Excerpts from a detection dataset

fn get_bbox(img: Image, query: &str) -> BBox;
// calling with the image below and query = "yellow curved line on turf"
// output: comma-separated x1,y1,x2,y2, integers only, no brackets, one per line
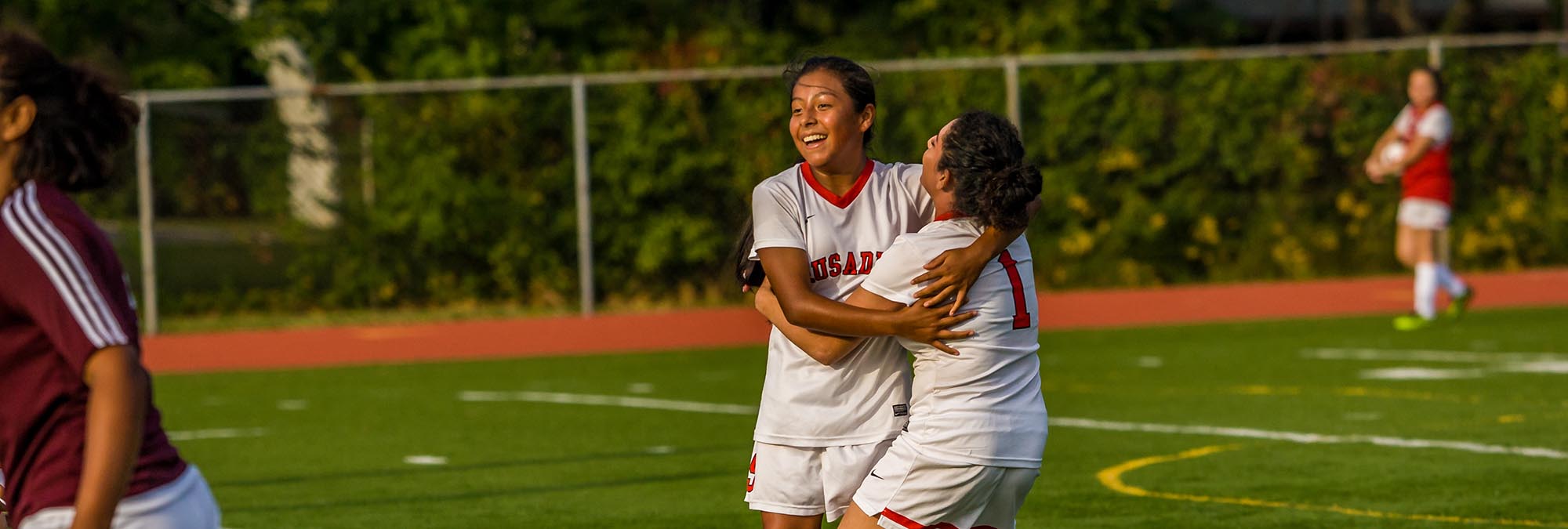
1096,444,1568,527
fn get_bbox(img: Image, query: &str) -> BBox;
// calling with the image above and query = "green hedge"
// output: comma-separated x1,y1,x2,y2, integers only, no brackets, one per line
254,49,1568,306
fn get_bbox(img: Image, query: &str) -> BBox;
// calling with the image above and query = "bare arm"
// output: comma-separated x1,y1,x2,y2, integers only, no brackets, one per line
1361,125,1399,183
756,281,866,366
757,248,975,349
909,197,1041,314
72,346,149,529
1388,136,1432,174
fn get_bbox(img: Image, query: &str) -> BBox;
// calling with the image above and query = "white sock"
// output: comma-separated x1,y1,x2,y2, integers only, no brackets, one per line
1416,263,1438,319
1438,263,1469,297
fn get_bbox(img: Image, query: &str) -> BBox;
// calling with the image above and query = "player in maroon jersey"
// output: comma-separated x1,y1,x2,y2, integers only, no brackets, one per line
0,31,220,529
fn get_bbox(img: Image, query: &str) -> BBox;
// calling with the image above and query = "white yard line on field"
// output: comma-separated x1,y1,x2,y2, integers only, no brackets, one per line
458,391,757,415
1301,347,1568,363
458,391,1568,458
168,427,267,441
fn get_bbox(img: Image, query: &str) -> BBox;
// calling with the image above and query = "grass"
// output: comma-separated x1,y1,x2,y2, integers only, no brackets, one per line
157,308,1568,529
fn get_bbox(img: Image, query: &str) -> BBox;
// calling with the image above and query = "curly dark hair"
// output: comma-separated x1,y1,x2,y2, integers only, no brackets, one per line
1410,66,1444,102
784,55,877,146
0,31,141,191
936,111,1041,230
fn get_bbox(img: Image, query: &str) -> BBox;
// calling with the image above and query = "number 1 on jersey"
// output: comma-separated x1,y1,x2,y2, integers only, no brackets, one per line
997,251,1029,328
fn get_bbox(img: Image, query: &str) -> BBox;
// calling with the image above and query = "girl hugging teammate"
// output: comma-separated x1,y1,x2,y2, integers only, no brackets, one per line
745,56,1022,529
757,113,1046,529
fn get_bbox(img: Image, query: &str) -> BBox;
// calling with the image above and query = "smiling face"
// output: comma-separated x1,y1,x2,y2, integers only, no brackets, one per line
789,71,875,172
920,119,958,197
1405,71,1438,108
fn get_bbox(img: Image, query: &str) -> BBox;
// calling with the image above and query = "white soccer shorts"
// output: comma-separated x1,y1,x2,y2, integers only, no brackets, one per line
855,438,1040,529
746,440,892,521
17,465,221,529
1399,197,1449,230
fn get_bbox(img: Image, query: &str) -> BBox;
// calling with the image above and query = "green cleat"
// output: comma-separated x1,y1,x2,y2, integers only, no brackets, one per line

(Task directions) Can you recast the stretch from the start of the records through the line that contains "1438,263,1469,297" as a two-column CSV headed input and output, with one row per record holding its text and its answer, each in a single quoted field with line breaks turned into spaces? Leave the pictures out.

(The completed task)
input,output
"fn get_bbox(img: Image, query: &str) -> BBox; // calling with the image below and query = ""yellow curved line on turf"" // output: comma-separated x1,y1,x2,y2, integers only, no brackets, one per line","1096,444,1568,527"
"fn get_bbox(img: Image, query: &str) -> BBox; // calling with the image above and query = ""green hedge"" // output: comma-separated x1,y1,x2,y2, integers only, no brackets, one per line","254,49,1568,306"
"fn get_bbox(img: Image, query: &str) -> BBox; // calling with the image above and query = ""bare arm"" // output: comma-separated x1,y1,x2,y2, integers only, no brackets, one per line","1361,125,1399,183 756,281,866,366 757,248,975,349 909,197,1041,314 72,346,149,529 1388,136,1432,174"
"fn get_bbox(img: Image, query: &str) -> BBox; // calling with the image above and query = ""white sock"" // output: comma-separated x1,y1,x2,y2, integers only, no brackets, one per line","1416,263,1438,319 1438,263,1469,297"